# Einrichten eines Netzwerkdruckers unter LINUX 9



## monschterle (9. Februar 2004)

Ich habe einen Router mit einer Centronix Schnittstelle. An diesem Port ist ein Drucker (HP Deskjet 940C) direkt angeschaltet. Der Versuch den Drucker über YaST2 einzurichten funktioniert nicht. An dem Router sind 3 Windows-PC's (Windows XP-Prof und XP-Home) angeschaltet, die ihre Dokumente einwandfrei zum Drucker senden können und dort auch verarbeitet werden. Über Linux 9-Prof kann ich zwar den Drucker einrichten (es gibt keine Fehlermeldung) jedoch die Testseite wird nicht gedruckt und landet in einer Warteschlange. Der Printer bewegt sich absolut nicht. 
Prozedur unter Yast2:
Direkt auf Netzwerkdrucker
Direktes Drucken über TCP Port
Rechnername = 192.168.2.1
TCP Port Nummer 9100
Name für den Druck Lokales Filtern ist aktiviert
Drucker HP Deskjet 940C
Testdruck nur Text
Testseite an den Drucker: 'LPR-Pprinter/tmp/YaST2-02274-iZiJmU/testpg.ascii'
Danach passiert nichts mehr 
Wer kann mir bei diesem Problem helfen?

**ZIELE**:
1) Welche TCP-Portnummer wurde laut dem Forenbeitrag in YaST2 eingetragen?
2) Fassen Sie den Forenbeitrag in zwei Sätzen zusammen.
3) Geben Sie aus dem Forenbeitrag den Teil von „Ich habe einen“ bis einschließlich „sich absolut nicht.“ aus.

**DATEN**:
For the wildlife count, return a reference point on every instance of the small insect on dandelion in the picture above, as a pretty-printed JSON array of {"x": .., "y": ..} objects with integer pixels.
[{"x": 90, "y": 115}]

**DIE LÖSUNGEN**:
1) 9100

2) Ein HP Deskjet 940C ist direkt an einen Router angeschlossen, über den drei Windows-PCs einwandfrei drucken können. Unter Linux 9 lässt sich der Drucker über YaST2 zwar ohne Fehlermeldung einrichten, doch die Testseite landet in einer Warteschlange und wird nicht gedruckt.

3)
Ich habe einen Router mit einer Centronix Schnittstelle. An diesem Port ist ein Drucker (HP Deskjet 940C) direkt angeschaltet. Der Versuch den Drucker über YaST2 einzurichten funktioniert nicht. An dem Router sind 3 Windows-PC's (Windows XP-Prof und XP-Home) angeschaltet, die ihre Dokumente einwandfrei zum Drucker senden können und dort auch verarbeitet werden. Über Linux 9-Prof kann ich zwar den Drucker einrichten (es gibt keine Fehlermeldung) jedoch die Testseite wird nicht gedruckt und landet in einer Warteschlange. Der Printer bewegt sich absolut nicht.